___ Seçilen metin
Türk cezaevlerindeki hasta tutsakların tedavisinin yapılması, ceza infaz süreleri dolanların tahliye edilmesi ve cezaevlerindeki hak ihlallerinin sona erdirilmesi için yakınlarının başlattığı Adalet Nöbeti 15. gününde devam ediyor. Tutsak yakınları, talepleri karşılanana dek eylemlerini sürdüreceklerini söyledi.

Adalet Nöbeti’ne destek bekleyen tutsak yakınları, sadece Amed’de değil, diğer kentlerde de adalet arayışına gireceklerini belirtiyor. Kimisi ağabeyi kimisi eşi, kimisi de evladı için adalet isterken, nöbete katılan tutsak yakınları Kürt oldukları için ayrımcılığa uğradıklarını, sonuç alana kadar adalet arayışlarının devam edeceklerini belirtiyor. İnsan Hakları Derneği’nin verilerine göre, 2021’in ilk üç ayında cezaevlerinde 13 hasta tutsak hayatını kaybetti. 2020’de ise yaşamını yitiren hasta tutsak sayısı 27. Yine aynı verilere göre, Türk cezaevlerinde 604’ü ağır olmak üzere en az 1605 hasta tutsak bulunuyor.

Hasniye Güler

Hem eşi hem de oğlu tutsak

Amed’in Bismil ilçesinde köylerinin askerler tarafından yakılmasından sonra 1994’te Amed’e göç ettiklerini belirten Hasniye Güler’in hem eşi hem de oğlu cezaevinde. 82 yaşındaki eşi Sıddık Güler’in 27 yıldır cezaevinde tutulduğunu ve tekerlekli sandalyeye mahkum olduğunu belirten Hasniye Güler, Adli Tıp’ın ”cezaevinde kalamaz” raporuna rağmen tahliye edilmediğini söyledi. Oğlu Habip Güler’in de 19 yıldır cezaevinde olduğunu belirten Hasniye Ana, ”Adalet için buradayız” dedi.
______
___ Çıkarılan malzeme
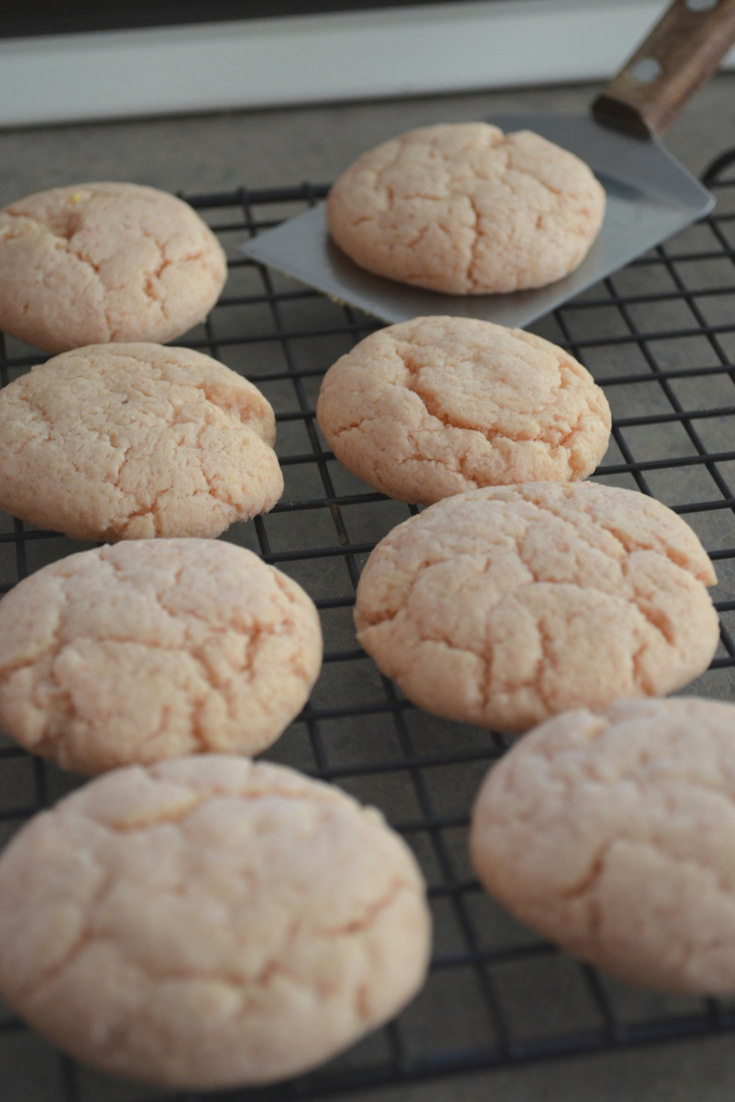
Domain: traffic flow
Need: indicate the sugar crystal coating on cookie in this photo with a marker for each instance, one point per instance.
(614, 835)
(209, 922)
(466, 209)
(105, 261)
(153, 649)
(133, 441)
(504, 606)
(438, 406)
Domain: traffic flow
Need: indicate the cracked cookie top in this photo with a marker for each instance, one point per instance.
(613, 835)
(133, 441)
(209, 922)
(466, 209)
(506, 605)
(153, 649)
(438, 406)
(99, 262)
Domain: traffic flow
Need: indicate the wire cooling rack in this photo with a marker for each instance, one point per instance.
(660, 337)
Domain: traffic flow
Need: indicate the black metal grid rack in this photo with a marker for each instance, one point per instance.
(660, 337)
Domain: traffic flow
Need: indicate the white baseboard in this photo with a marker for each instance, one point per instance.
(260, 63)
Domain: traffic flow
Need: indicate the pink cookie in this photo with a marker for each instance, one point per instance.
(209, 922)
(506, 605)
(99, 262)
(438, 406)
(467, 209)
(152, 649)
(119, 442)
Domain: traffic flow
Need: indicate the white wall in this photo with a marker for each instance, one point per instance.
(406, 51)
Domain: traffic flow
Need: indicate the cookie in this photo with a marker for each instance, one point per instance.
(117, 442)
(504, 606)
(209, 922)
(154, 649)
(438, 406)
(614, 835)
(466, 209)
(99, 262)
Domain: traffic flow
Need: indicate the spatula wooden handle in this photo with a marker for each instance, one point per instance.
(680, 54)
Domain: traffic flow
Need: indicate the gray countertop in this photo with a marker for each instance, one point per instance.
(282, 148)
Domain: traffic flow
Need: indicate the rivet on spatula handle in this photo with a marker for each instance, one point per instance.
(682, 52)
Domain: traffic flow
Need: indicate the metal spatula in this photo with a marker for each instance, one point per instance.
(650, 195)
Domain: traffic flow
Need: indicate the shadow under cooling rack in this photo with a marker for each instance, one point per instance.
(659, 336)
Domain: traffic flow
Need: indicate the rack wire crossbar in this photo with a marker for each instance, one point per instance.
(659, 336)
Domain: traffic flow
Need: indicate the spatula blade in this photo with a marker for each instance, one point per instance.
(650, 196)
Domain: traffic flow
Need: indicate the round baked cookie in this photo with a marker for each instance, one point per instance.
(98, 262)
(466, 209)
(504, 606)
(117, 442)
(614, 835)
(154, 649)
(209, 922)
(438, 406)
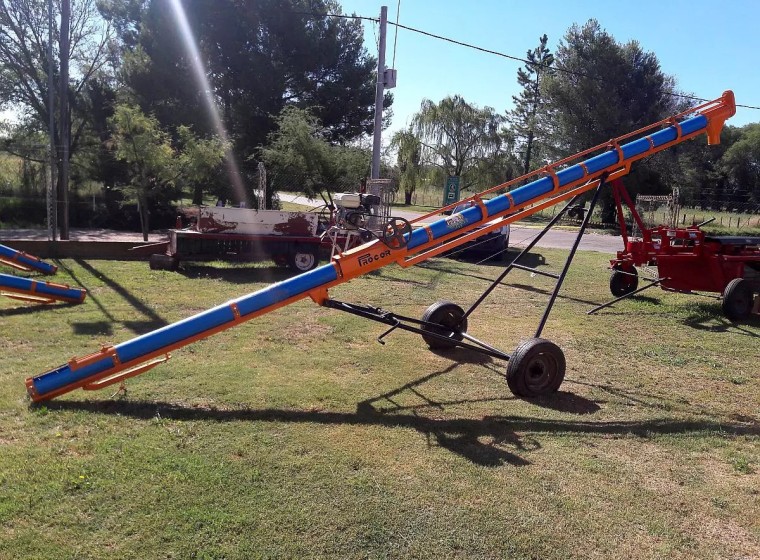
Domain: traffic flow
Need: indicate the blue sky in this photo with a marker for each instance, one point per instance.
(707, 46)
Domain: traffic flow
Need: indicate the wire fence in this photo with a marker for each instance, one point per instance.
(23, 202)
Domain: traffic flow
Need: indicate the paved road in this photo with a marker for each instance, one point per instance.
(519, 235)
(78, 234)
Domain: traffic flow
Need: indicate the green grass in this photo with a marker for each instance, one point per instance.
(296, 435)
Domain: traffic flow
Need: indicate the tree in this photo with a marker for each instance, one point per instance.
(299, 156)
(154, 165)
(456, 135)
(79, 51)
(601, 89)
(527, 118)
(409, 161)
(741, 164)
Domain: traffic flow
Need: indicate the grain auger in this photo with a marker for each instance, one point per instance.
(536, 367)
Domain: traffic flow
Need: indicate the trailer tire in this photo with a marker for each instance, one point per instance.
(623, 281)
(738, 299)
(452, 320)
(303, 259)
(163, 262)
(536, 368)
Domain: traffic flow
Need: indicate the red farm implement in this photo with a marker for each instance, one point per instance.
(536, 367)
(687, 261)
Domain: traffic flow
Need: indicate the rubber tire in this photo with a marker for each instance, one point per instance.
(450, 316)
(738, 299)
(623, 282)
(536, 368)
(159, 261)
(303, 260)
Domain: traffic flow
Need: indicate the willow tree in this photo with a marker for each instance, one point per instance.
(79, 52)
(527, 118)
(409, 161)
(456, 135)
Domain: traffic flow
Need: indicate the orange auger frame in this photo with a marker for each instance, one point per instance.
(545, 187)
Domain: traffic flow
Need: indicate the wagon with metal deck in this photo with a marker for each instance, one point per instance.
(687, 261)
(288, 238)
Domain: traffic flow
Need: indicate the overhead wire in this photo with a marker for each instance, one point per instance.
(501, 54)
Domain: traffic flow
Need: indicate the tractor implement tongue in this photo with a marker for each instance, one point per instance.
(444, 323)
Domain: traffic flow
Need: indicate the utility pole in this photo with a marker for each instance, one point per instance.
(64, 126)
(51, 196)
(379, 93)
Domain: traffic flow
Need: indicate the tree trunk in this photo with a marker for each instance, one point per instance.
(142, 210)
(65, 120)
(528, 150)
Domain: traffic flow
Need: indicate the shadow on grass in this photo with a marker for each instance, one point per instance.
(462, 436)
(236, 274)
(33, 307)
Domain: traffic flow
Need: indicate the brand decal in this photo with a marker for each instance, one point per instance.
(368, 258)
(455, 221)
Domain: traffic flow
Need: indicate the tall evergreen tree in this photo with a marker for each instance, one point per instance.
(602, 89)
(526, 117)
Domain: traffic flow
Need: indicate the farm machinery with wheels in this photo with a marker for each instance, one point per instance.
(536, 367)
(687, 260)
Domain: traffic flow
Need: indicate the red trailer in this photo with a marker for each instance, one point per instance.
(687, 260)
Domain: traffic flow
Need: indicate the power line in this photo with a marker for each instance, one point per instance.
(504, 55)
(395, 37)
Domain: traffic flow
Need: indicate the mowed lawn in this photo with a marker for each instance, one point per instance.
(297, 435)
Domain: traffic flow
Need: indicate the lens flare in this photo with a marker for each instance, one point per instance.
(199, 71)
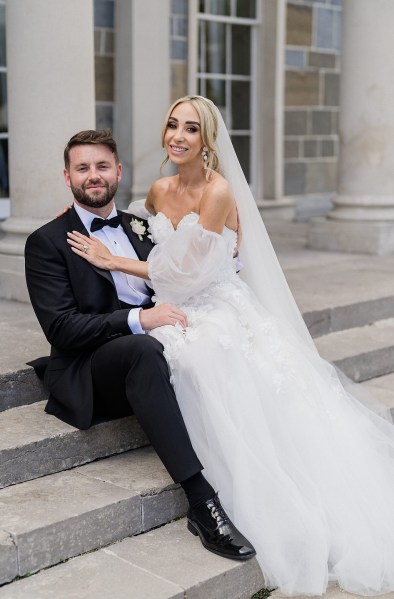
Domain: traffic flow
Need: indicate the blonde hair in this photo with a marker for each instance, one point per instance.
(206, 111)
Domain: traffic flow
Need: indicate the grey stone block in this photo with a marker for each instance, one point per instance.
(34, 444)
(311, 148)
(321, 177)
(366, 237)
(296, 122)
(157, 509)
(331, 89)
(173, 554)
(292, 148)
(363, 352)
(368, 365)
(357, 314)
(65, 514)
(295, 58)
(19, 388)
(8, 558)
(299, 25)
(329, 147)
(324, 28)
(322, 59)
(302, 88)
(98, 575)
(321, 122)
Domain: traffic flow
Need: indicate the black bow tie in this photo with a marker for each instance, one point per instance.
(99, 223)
______
___ Çıkarılan malzeme
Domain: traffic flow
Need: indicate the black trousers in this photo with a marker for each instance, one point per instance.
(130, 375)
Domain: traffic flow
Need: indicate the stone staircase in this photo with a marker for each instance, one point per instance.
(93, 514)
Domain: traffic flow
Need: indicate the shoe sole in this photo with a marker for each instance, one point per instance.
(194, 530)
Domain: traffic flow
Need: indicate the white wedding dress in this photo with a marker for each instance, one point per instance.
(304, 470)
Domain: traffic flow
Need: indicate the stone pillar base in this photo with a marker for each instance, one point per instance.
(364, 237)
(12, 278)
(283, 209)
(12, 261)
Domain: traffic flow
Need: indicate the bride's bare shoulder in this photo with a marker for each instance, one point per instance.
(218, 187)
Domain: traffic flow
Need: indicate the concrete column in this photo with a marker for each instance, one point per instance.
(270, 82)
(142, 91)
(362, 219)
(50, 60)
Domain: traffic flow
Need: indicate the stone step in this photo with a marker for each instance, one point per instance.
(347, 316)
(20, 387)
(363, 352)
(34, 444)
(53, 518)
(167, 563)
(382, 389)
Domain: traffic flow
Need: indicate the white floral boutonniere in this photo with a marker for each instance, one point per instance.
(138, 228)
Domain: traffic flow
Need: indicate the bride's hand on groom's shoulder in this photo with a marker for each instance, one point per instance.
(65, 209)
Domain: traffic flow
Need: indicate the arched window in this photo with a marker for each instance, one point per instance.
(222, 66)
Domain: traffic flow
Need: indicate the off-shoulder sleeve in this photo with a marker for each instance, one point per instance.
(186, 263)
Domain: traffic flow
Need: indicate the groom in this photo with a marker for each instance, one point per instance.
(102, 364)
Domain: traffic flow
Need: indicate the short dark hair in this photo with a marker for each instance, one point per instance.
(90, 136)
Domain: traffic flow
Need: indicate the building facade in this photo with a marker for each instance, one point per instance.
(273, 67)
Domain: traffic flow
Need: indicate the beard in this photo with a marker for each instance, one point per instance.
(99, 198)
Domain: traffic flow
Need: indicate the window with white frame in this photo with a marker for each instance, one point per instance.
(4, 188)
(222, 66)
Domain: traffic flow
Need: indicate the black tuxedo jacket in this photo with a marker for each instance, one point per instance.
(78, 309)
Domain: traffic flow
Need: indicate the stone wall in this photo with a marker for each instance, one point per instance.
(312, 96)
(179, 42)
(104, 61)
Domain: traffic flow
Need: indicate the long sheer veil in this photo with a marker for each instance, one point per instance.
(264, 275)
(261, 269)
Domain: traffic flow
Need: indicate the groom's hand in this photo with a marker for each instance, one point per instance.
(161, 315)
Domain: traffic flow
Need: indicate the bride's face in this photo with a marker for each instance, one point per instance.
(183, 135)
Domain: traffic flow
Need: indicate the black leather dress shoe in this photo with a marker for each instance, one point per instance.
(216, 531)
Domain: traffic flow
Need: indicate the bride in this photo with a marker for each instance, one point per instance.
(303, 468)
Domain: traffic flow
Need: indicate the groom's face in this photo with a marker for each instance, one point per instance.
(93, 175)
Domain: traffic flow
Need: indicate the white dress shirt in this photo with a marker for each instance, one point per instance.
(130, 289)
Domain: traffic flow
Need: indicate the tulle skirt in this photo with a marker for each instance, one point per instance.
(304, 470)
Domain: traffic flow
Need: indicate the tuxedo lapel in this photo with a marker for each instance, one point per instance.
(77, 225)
______
Yapılacak görevler:
- a) Adalet Nöbeti metnine göre, İnsan Hakları Derneği verilerinde 2020'de yaşamını yitiren hasta tutsak sayısı kaç olarak verilmiştir?
- b) Adalet Nöbeti metninden, "Adalet Nöbeti’ne destek" sözcüklerinin geçtiği yerden başlayan ve "hasta tutsak bulunuyor." sözcüklerinden sonra biten bölümü hiçbir değişiklik yapmadan geri ver.
- c) Adalet Nöbeti metnini kaldığı yerden ilerlet.
Kayıtların bu işle hiçbir ilgisi yoktur.

Görev çıktıları:
- a) 27

- b)
Adalet Nöbeti’ne destek bekleyen tutsak yakınları, sadece Amed’de değil, diğer kentlerde de adalet arayışına gireceklerini belirtiyor. Kimisi ağabeyi kimisi eşi, kimisi de evladı için adalet isterken, nöbete katılan tutsak yakınları Kürt oldukları için ayrımcılığa uğradıklarını, sonuç alana kadar adalet arayışlarının devam edeceklerini belirtiyor. İnsan Hakları Derneği’nin verilerine göre, 2021’in ilk üç ayında cezaevlerinde 13 hasta tutsak hayatını kaybetti. 2020’de ise yaşamını yitiren hasta tutsak sayısı 27. Yine aynı verilere göre, Türk cezaevlerinde 604’ü ağır olmak üzere en az 1605 hasta tutsak bulunuyor.

- c)
Hangi insanlık kabul eder?

Eşinin İskenderun T Tipi Cezaevi’nde oğlunun da Kandıra 2 Nolu F Tipi Cezaevi’nde tutulduğunu hatırlatan Hasniye Ana, uzak olduğu için ziyaretlerine dahi gitmekte zorlandıklarını söyledi. Hasniye Ana, ”Eşim cezaevinde koronavirüsü hastalığına yakalandı. Onu karantinaya aldıkları için iki ay görüşemedik. Ne kapalı ziyaret ne de telefon görüşmesi yapabildik.  Avukatlarımız da ulaşamıyordu. En son karantina sonrası telefon açtı bize. Soluk alarak konuşabiliyordu. Kanunen de yaşı ve hastalığı nedeniyle serbest bırakılması gerekir. Bu yaşta cezaevinde tutuyorlar. Bunu hangi insanlık kabul eder?” diye sordu.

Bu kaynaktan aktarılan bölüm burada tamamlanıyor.